• **WHAT YOU SHOULD DO**: Write out, precisely and in full, each line of the material.

• **DATA FOR PROCESSING**:
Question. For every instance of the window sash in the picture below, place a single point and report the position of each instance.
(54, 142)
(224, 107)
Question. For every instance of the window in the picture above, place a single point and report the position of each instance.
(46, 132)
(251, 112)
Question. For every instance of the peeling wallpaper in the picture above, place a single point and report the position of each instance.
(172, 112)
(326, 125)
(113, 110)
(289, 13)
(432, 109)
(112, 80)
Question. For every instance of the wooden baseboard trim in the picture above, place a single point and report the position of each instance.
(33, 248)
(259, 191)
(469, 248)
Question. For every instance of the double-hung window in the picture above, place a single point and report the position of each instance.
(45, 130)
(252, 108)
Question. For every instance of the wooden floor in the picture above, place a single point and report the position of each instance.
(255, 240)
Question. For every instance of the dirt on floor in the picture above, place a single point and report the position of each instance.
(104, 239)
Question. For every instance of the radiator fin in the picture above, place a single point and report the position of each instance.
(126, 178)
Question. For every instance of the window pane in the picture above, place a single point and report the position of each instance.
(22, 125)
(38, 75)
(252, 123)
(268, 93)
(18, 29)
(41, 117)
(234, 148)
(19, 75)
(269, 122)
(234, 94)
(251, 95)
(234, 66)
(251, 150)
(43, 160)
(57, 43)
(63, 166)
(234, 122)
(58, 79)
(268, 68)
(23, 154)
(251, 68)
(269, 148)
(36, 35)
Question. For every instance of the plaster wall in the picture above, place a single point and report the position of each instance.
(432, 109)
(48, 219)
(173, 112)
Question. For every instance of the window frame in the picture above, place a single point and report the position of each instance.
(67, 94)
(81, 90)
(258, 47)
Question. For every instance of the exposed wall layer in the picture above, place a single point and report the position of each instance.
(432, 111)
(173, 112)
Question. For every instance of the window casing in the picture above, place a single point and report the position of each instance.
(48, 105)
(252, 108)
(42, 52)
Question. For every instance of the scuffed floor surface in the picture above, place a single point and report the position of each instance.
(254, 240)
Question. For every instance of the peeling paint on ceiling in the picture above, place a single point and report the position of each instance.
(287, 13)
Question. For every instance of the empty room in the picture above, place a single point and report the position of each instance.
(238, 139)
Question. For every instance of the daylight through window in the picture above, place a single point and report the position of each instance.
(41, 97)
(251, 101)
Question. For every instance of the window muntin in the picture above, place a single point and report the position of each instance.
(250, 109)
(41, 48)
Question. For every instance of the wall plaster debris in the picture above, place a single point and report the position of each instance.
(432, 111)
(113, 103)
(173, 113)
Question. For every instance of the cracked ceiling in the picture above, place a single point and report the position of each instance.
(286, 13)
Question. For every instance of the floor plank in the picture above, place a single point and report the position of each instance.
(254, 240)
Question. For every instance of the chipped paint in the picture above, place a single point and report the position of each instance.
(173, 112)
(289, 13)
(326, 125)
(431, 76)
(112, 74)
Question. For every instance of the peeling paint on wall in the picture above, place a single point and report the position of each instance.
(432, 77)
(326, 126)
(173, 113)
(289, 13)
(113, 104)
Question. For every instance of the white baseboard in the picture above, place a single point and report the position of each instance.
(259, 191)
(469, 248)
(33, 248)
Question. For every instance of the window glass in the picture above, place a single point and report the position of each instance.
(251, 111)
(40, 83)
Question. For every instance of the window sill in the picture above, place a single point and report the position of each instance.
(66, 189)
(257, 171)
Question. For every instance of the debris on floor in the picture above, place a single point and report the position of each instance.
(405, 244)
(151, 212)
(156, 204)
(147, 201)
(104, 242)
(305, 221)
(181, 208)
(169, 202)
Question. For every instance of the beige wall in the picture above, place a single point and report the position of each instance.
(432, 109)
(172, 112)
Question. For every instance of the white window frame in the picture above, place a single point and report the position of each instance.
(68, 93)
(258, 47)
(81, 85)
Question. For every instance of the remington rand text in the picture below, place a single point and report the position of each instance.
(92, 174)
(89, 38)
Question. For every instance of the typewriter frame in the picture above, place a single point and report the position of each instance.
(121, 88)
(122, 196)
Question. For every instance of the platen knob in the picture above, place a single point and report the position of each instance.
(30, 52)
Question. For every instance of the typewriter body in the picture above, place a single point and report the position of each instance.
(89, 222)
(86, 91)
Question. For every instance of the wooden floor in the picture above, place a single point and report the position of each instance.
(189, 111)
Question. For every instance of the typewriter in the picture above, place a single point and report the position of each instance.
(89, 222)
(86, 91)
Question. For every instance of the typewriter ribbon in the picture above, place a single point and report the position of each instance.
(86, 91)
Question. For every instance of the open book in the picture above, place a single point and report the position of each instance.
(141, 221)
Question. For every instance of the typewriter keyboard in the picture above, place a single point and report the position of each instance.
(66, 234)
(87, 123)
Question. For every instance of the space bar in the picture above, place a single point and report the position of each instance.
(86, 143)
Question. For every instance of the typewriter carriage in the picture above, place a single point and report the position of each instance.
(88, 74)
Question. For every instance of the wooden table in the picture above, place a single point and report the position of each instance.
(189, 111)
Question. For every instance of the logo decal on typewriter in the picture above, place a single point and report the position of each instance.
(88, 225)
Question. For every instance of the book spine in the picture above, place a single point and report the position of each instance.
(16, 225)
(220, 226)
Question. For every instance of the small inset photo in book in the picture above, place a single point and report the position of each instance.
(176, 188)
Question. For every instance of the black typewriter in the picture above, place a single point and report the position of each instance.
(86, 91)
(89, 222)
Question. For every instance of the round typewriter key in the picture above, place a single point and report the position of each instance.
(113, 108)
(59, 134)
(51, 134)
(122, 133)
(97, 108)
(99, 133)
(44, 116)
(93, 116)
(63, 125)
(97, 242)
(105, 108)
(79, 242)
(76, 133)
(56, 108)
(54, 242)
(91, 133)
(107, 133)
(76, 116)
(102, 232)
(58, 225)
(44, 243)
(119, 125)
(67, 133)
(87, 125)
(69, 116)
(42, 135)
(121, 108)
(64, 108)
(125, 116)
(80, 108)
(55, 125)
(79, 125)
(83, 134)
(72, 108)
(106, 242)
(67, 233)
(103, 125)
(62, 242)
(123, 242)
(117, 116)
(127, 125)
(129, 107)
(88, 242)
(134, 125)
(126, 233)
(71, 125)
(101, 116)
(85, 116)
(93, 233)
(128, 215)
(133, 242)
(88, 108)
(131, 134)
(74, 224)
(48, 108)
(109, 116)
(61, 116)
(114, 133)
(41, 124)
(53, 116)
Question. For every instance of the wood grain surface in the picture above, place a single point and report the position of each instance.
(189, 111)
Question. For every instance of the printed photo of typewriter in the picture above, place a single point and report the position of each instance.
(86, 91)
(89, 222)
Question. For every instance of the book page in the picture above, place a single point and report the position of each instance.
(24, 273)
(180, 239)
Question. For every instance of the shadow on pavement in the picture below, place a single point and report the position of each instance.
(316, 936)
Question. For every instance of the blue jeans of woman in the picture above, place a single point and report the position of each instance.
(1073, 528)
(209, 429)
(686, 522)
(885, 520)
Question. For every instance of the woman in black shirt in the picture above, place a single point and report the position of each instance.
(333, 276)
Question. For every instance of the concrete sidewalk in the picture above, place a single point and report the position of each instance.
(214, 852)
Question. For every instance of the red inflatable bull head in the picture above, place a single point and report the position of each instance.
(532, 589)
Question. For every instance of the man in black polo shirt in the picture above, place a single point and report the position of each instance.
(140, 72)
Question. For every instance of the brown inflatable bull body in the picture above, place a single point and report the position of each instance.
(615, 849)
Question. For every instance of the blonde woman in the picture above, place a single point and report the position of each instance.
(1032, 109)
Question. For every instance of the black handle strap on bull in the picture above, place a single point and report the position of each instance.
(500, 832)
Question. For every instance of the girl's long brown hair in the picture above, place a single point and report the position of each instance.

• **SOLUTION**:
Question. For every instance of the window sash in the picture below, place a single point and report the position of each instance.
(54, 142)
(224, 107)
Question. For every instance of the window in the picture above, place a single point and report the position of each instance.
(46, 132)
(251, 112)
Question. For every instance of the peeling wallpaper in the picture above, place a single point and report the position of each instance.
(172, 112)
(326, 125)
(113, 110)
(289, 13)
(432, 109)
(112, 80)
Question. For every instance of the wooden baseboard trim in the picture above, place a single point and report the position of each instance.
(33, 248)
(259, 191)
(469, 248)
Question. For every instance of the double-hung window in the picture above, place a single point and report the position of each instance.
(45, 130)
(252, 108)
Question. For every instance of the wooden floor in the picture above, place a single point and report the position of each instance.
(255, 240)
Question. For every instance of the dirt on floor in the picture above, place a single point and report the position of each instance.
(104, 239)
Question. For every instance of the radiator fin in the picture above, place a single point and report the position of each instance.
(126, 178)
Question. For every instance of the window pane in the picture above, place a single point and report the position of each instance.
(22, 125)
(38, 75)
(252, 123)
(268, 93)
(18, 29)
(41, 117)
(234, 148)
(19, 75)
(269, 122)
(234, 94)
(251, 95)
(234, 66)
(251, 150)
(43, 160)
(57, 43)
(63, 166)
(234, 122)
(58, 79)
(268, 68)
(23, 154)
(251, 68)
(269, 148)
(36, 35)
Question. For every instance of the plaster wall in the picture above, place a single point and report the position of each instance.
(432, 109)
(48, 219)
(173, 112)
Question. For every instance of the window frame in the picture above, place a single point and report the position of each instance.
(67, 94)
(81, 90)
(258, 47)
Question. For every instance of the exposed wall layer in the picture above, place a single point and report the position of each instance.
(432, 111)
(173, 112)
Question. For every instance of the window casing in the picture above, place a single point and report the position of each instance.
(48, 105)
(252, 108)
(42, 52)
Question. For every instance of the scuffed floor surface in the picture above, place a single point and report the position of each instance.
(254, 240)
Question. For every instance of the peeling paint on ceiling in the picture above, place a single point and report the position of each instance.
(287, 13)
Question. For every instance of the empty room in the picture above, place a single point and report the position of each instance.
(238, 139)
Question. For every instance of the daylight through window in the picture above, place a single point and report the position of each instance.
(41, 97)
(251, 101)
Question. For every instance of the window muntin in the picture above, place a single point and report the position of each instance.
(250, 109)
(41, 48)
Question. For every instance of the wall plaster debris in the picture above, place a single point and report the position of each instance.
(432, 111)
(113, 103)
(173, 113)
Question. For every instance of the cracked ceiling in the picture above, place a single point and report the position of each instance.
(286, 13)
Question. For every instance of the floor plank in the picture above, place a single point and report the position of each instance.
(254, 240)
Question. For every instance of the chipped paint in the picture above, place a single point and report the position of each instance.
(173, 112)
(289, 13)
(326, 125)
(431, 76)
(112, 74)
Question. For every instance of the peeling paint on wall in the picture above, place a single point and report the position of each instance.
(432, 77)
(326, 126)
(173, 113)
(289, 13)
(113, 104)
Question. For every instance of the white baseboard in the picture above, place a single point and report the position of each instance.
(259, 191)
(469, 248)
(33, 248)
Question. For every instance of the window glass in the picture above, place a single point and report the position of each instance.
(251, 111)
(40, 83)
Question. For every instance of the window sill in the picture above, place a single point and report the position of each instance.
(66, 189)
(257, 171)
Question. For every instance of the debris on floor in the picture above, place a single point and report the position of each instance.
(405, 244)
(151, 212)
(156, 204)
(147, 201)
(104, 242)
(305, 221)
(181, 208)
(169, 202)
Question. For every instance of the beige wall in the picture above, place a single point and report the position of each instance.
(432, 109)
(172, 112)
Question. For every instance of the white window frame in the picture above, place a single point and report the position of each instance.
(68, 93)
(258, 47)
(81, 85)
Question. For every instance of the remington rand text in the picture below, place a single point and report the position of each instance.
(92, 174)
(89, 38)
Question. For every instance of the typewriter frame in the picture above, place a single point and report the position of each instance.
(121, 88)
(122, 196)
Question. For every instance of the platen knob in the picture above, place a single point and report the position of each instance.
(30, 52)
Question. For every instance of the typewriter body in the picture above, place a single point and report the position of each instance.
(89, 222)
(86, 91)
Question. For every instance of the wooden floor in the picture above, place a single point and report the position of each instance.
(189, 111)
Question. For every instance of the typewriter in the picture above, place a single point and report the position of each instance.
(89, 222)
(86, 91)
Question. For every instance of the typewriter ribbon in the picture above, place a single point and report the position of each instance.
(86, 91)
Question. For every instance of the open book in the picture above, place a single point and report the position of each instance.
(141, 221)
Question. For every instance of the typewriter keyboard in the picture above, place a single point and report the position of each instance.
(66, 234)
(87, 123)
Question. For every instance of the space bar in the picture above, place a single point and report the position of each instance.
(86, 143)
Question. For every instance of the typewriter carriage in the picture above, place a single point and report the position of each instance.
(88, 74)
Question. For every instance of the wooden table in the picture above, place a single point and report the position of each instance.
(189, 111)
Question. For every instance of the logo decal on typewriter in the picture above, place a single point and report the position of each instance.
(88, 225)
Question. For every instance of the book spine in the picture above, place a single point and report the position of each instance.
(16, 225)
(220, 226)
Question. For every instance of the small inset photo in book in the picture above, place a single point and report the position of each instance.
(176, 188)
Question. For every instance of the black typewriter in the picture above, place a single point and report the position of each instance.
(86, 91)
(89, 222)
Question. For every instance of the round typewriter key in the picture above, place a single point and report the position of each instance.
(113, 108)
(59, 134)
(51, 134)
(122, 133)
(97, 108)
(99, 133)
(44, 116)
(93, 116)
(63, 125)
(97, 242)
(105, 108)
(79, 242)
(76, 133)
(56, 108)
(54, 242)
(91, 133)
(107, 133)
(76, 116)
(102, 232)
(58, 225)
(44, 243)
(119, 125)
(67, 133)
(87, 125)
(69, 116)
(42, 135)
(121, 108)
(64, 108)
(125, 116)
(80, 108)
(55, 125)
(79, 125)
(83, 134)
(72, 108)
(106, 242)
(67, 233)
(103, 125)
(62, 242)
(123, 242)
(117, 116)
(127, 125)
(129, 107)
(88, 242)
(134, 125)
(126, 233)
(71, 125)
(101, 116)
(85, 116)
(93, 233)
(128, 215)
(133, 242)
(88, 108)
(131, 134)
(74, 224)
(48, 108)
(109, 116)
(61, 116)
(114, 133)
(41, 124)
(53, 116)
Question. For every instance of the wood grain surface in the picture above, place a single point and report the position of each instance.
(189, 111)
Question. For every instance of the printed photo of typewriter in the picture above, place a single point and report the position of each instance.
(86, 91)
(89, 222)
Question. For every instance of the book page in the picture above, place a single point and report the position of each instance.
(24, 273)
(180, 239)
Question. For every instance of the shadow on pavement in the picture below, place a single point and report the position of each instance.
(316, 936)
Question. For every instance of the blue jeans of woman in the picture above, place a single point and report the position of each instance.
(1073, 528)
(209, 429)
(686, 522)
(885, 520)
Question. For every instance of the woman in black shirt in the picture above, place a single point and report the position of each instance.
(333, 276)
Question. For every instance of the concrete sidewalk in the picture above, place a single point and report the position of each instance.
(214, 852)
Question. For every instance of the red inflatable bull head in the picture above, place a single point and report the position of each instance.
(532, 589)
Question. For every instance of the man in black polo shirt in the picture above, place a single point and report the position of each instance.
(140, 72)
Question. For every instance of the brown inflatable bull body in the picture above, place a single point and report the position of each instance.
(615, 849)
Question. For every instance of the blonde woman in the picture above, place a single point and report the position of each instance.
(1032, 109)
Question. For every instance of the black handle strap on bull in the picture above, place a single point and report the position of each instance.
(500, 832)
Question. For every instance of the girl's long brown hair in the picture above, place a single point and report the position of each instance.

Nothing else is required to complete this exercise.